**What you are asked to do:** Rewrite the stretch of the gut microbiota text from "The aging process is" through "during the aging process.", replacing "drastic" with "profound".

**Text shown:**
___
Probiotics are generally abundant in fermented dairy products such as yogurt, kefir, ale yeast, wine, vinegar, and pickles. Lactobacilli and Bifidobacteria are the most abundant groups in these foods.[8] Studies on yogurt and kefir have shown that products containing probiotics increase the population of Bifidobacterium and lactic acid bacteria, galactosidase activity, and the amount of SCFAs, while reducing the number of Enterobacteria and Clostridia.[1]

Some of the functions of probiotics that make it difficult for pathogens to settle in the intestines include: lowering the intestinal pH, secreting antimicrobial compounds against pathogens, competing with pathogens to bind to receptors, and preventing them from being trapped in the gut wall. They also reduce the survival chances of pathogens by consuming nondigestible foods.[8]

Prebiotics are nutritional compounds that selectively effect the function and activity of selectively fermentable microbiota, positively effecting the person's health.[1] Prebiotics are a class of nutrients generally consisting of carbohydrates which are not digested throughout the digestive system and provide nourishment to microorganisms of the gut microbiota.[8]

Prebiotics allow the formation of SCFAs through fermentation in the colon. They also have beneficial effects on intestinal immunity and metabolic functions. The relationships achieved through the fermentation of residue improve the gut-associated lymphoid tissue (GALT).[1] Prebiotics are abundant in fiber-rich foods (such as apples, bananas, barley, wheat), especially breast milk.[8]

When a dietary element contains both beneficial microorganisms (probiotics) and non-digestible substances (prebiotic) to nourish it (such as breast milk), these foods are called symbiotic foods. If the nutrient contains beneficial bacteria metabolit, it is called postbiotic nutrient.[8]

The aging process is dependent on many factors, including genetics and epigenetics. Pathophysiological changes in the gut microbiota are one of the most important factors that affect the aging process.[8] Aging, as well as malfunctions in the physiology of the digestive system along with changes in nutritional habits, cause drastic changes in microbiota and disrupt the homeostatic balance between the microbiota and host.[8] Many diseases are associated with microbiota during the aging process.
___
**Provided data:**
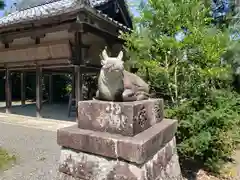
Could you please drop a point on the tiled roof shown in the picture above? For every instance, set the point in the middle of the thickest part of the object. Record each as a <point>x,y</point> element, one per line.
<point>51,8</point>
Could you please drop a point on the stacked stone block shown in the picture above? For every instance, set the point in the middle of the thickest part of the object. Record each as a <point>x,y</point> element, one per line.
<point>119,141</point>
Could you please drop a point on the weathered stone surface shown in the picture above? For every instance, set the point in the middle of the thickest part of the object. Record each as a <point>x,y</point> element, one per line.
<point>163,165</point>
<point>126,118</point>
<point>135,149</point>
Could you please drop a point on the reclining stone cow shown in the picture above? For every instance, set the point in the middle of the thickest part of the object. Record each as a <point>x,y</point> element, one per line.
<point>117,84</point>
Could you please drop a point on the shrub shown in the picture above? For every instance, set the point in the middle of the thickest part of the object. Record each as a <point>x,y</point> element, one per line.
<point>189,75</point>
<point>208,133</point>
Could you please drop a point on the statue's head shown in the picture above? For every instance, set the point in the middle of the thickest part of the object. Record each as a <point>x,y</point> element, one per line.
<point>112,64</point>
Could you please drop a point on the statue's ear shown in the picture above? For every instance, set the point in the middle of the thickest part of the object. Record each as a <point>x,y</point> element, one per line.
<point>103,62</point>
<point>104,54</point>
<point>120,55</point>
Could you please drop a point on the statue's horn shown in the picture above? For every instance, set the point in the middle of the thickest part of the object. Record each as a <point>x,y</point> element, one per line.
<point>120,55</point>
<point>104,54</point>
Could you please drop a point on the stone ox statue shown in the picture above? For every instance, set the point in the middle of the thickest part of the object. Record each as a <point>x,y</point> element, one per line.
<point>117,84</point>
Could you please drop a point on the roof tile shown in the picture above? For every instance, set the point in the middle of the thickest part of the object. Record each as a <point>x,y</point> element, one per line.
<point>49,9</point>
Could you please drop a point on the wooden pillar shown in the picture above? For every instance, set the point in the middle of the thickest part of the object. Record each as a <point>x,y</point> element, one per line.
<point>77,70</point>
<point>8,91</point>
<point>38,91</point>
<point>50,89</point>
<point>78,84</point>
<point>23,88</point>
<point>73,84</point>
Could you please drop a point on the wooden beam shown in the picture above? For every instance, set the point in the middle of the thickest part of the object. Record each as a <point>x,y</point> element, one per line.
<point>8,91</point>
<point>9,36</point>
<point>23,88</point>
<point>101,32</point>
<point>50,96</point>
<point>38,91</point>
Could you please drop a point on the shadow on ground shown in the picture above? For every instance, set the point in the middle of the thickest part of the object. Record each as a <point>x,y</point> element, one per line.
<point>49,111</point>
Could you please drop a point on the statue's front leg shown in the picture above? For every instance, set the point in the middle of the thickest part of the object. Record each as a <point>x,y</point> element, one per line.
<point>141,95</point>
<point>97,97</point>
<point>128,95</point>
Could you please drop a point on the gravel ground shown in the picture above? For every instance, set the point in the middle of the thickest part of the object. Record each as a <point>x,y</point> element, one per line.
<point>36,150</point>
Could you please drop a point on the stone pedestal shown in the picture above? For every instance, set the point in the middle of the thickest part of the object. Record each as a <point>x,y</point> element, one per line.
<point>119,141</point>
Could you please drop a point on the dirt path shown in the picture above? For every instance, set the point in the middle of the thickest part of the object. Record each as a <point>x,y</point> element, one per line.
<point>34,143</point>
___
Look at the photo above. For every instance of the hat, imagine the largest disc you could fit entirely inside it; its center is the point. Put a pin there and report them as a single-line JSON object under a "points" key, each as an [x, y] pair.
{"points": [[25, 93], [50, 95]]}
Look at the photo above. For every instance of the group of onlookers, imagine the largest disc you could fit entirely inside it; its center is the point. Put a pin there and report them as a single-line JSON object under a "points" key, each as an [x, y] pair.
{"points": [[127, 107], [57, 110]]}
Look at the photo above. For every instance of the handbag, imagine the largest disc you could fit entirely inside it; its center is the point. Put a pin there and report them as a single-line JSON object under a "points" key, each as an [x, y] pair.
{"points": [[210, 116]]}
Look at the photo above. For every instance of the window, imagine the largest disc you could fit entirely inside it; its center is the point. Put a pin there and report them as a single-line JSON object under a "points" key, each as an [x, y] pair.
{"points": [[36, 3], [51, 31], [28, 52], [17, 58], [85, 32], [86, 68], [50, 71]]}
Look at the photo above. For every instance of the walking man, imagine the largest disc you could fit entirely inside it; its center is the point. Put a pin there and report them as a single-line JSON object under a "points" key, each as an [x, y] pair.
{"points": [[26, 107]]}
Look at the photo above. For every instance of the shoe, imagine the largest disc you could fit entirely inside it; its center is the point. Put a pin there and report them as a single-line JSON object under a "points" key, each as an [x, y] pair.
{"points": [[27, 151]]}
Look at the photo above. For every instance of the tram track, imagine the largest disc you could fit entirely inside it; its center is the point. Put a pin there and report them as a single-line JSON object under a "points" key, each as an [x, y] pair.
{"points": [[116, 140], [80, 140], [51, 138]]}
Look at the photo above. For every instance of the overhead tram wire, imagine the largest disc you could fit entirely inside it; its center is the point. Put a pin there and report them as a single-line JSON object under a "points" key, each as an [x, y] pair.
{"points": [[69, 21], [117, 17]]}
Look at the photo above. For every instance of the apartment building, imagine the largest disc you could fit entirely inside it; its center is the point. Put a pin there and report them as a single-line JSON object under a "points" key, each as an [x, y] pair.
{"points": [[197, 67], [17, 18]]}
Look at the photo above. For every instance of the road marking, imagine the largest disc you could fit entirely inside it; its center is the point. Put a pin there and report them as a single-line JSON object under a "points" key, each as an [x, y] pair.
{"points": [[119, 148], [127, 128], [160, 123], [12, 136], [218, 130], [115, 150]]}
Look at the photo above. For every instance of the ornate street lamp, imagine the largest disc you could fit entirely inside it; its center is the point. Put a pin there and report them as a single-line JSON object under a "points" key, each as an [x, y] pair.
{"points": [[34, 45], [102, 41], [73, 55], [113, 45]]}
___
**Written reply:**
The aging process is dependent on many factors, including genetics and epigenetics. Pathophysiological changes in the gut microbiota are one of the most important factors that affect the aging process.[8] Aging, as well as malfunctions in the physiology of the digestive system along with changes in nutritional habits, cause profound changes in microbiota and disrupt the homeostatic balance between the microbiota and host.[8] Many diseases are associated with microbiota during the aging process.